What is required ->
Please copy out the records word for word, from the line containing "Pressing-analysis tagging request: spot the striped" through the end of the records, both ends included.

Material shown ->
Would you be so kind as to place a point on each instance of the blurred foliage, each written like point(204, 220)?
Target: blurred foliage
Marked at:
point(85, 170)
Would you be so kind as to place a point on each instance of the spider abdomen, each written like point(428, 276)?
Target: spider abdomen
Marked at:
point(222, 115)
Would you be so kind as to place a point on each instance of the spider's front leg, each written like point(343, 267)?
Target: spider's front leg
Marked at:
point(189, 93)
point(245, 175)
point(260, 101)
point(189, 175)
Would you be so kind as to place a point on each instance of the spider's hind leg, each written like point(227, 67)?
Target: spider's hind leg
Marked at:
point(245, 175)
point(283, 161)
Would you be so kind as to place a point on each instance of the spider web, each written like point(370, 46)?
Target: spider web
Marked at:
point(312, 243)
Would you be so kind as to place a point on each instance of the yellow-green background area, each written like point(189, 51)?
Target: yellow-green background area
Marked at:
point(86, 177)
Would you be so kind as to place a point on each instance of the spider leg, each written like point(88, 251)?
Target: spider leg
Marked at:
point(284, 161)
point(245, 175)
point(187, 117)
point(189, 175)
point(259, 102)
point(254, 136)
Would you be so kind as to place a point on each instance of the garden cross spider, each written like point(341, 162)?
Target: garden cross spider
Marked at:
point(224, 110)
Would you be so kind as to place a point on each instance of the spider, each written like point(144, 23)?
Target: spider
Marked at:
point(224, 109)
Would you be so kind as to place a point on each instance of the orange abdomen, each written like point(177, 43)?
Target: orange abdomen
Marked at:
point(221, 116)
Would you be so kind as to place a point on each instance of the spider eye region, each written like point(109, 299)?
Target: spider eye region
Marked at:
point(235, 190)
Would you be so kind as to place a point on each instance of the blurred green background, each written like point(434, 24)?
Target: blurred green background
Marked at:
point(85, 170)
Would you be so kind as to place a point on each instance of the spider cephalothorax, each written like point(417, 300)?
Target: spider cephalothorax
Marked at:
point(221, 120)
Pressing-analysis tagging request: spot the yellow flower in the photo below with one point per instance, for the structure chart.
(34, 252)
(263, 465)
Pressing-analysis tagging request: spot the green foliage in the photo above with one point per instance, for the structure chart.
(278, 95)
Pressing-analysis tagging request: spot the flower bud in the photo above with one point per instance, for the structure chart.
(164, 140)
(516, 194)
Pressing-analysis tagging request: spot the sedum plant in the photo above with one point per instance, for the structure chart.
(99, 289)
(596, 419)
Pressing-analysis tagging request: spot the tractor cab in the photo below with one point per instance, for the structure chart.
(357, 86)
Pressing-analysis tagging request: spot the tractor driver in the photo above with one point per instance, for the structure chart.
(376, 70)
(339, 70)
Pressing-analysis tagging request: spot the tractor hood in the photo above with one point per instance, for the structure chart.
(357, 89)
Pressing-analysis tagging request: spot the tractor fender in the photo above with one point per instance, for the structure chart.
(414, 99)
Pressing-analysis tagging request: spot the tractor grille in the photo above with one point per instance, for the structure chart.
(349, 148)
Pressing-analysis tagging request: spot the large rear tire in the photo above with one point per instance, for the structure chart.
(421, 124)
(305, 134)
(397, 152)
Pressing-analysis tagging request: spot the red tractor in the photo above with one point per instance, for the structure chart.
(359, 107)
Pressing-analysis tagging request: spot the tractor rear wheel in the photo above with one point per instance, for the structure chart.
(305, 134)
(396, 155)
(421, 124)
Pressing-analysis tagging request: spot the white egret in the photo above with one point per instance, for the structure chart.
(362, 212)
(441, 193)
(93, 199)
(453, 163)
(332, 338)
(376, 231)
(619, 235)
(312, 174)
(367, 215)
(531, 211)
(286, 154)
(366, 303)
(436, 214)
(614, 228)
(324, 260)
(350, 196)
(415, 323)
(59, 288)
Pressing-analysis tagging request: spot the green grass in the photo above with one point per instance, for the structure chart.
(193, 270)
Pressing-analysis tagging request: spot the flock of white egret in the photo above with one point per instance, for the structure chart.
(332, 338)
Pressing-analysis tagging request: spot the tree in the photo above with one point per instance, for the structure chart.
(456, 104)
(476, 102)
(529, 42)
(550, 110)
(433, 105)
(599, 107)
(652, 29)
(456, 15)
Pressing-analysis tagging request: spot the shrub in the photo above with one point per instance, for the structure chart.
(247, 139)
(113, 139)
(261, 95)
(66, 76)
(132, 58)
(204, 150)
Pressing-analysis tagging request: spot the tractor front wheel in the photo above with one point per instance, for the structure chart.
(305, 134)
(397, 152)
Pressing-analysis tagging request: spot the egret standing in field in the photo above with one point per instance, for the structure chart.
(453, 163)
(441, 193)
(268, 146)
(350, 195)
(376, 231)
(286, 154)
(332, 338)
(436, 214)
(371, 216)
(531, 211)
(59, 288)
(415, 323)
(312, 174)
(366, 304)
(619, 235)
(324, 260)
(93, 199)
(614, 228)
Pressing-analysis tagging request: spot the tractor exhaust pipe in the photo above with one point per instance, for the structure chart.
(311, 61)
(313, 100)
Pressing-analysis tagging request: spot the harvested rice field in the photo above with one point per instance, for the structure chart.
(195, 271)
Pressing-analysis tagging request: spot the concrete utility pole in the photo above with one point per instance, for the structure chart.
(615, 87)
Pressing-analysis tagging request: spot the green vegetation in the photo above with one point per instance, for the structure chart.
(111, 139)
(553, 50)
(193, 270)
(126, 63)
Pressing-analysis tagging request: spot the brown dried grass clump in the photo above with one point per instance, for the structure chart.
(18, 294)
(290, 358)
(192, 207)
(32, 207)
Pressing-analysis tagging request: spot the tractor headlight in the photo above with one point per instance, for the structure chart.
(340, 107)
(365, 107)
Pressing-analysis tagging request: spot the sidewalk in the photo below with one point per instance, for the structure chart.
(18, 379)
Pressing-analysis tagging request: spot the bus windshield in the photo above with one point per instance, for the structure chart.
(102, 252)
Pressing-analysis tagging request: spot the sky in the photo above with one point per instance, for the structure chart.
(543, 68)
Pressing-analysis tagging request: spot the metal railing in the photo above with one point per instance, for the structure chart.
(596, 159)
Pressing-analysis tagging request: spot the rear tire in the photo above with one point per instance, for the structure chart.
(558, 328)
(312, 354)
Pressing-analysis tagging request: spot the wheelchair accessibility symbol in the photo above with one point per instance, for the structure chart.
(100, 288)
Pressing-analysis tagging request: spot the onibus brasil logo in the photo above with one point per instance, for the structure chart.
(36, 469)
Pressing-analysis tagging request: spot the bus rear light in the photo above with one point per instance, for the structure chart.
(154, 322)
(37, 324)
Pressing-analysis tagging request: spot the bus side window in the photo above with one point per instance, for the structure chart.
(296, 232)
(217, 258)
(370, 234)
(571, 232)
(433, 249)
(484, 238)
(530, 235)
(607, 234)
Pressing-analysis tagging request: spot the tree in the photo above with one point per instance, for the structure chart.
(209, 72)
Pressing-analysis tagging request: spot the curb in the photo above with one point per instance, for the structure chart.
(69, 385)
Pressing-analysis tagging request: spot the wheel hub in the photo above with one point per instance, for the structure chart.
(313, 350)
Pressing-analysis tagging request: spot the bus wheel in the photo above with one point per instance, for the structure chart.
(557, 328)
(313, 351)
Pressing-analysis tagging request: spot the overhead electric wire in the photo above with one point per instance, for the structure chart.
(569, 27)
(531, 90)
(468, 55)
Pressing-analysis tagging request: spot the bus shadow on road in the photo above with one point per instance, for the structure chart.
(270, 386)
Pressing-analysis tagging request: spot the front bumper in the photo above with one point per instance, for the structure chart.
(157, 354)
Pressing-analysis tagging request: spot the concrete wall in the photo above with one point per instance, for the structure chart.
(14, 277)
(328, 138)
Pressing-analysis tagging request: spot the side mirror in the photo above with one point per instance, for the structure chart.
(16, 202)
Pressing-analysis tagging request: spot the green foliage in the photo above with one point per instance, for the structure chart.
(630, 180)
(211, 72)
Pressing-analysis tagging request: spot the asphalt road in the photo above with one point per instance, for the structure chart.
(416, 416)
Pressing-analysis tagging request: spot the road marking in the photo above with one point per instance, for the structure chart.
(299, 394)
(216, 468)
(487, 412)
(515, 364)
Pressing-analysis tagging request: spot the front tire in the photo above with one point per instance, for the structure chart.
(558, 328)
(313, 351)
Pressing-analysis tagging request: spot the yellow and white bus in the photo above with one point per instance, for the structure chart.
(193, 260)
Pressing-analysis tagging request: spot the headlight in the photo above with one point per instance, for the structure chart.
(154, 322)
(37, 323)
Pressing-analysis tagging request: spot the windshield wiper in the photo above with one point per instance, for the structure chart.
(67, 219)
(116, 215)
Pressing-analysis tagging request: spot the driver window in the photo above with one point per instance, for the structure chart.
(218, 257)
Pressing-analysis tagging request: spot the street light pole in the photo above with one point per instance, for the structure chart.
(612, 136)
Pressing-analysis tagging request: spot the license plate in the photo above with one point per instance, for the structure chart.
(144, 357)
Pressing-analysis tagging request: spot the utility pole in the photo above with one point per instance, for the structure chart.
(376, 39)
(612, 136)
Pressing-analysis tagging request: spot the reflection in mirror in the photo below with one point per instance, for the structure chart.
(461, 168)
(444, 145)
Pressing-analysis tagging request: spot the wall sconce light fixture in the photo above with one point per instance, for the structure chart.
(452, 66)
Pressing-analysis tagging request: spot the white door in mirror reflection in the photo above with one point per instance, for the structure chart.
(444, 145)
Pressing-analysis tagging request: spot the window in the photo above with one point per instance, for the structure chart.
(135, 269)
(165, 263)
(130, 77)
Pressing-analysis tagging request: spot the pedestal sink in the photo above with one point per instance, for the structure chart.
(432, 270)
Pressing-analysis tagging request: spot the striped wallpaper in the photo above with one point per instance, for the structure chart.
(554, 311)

Final result ->
Pressing-analysis tagging request: spot the striped wallpaper in the photo above with one point per instance, for the structure chart.
(554, 311)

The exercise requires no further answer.